Data to process START

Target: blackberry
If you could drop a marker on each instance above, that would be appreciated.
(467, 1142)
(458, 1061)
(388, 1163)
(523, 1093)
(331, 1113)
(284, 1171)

Data to process END

** Action item **
Please reproduce the records exactly, without leaving any out.

** Your response **
Target: blackberry
If you could drop a marker on each instance above, that would be appreciated.
(467, 1142)
(458, 1061)
(388, 1163)
(523, 1093)
(331, 1113)
(284, 1171)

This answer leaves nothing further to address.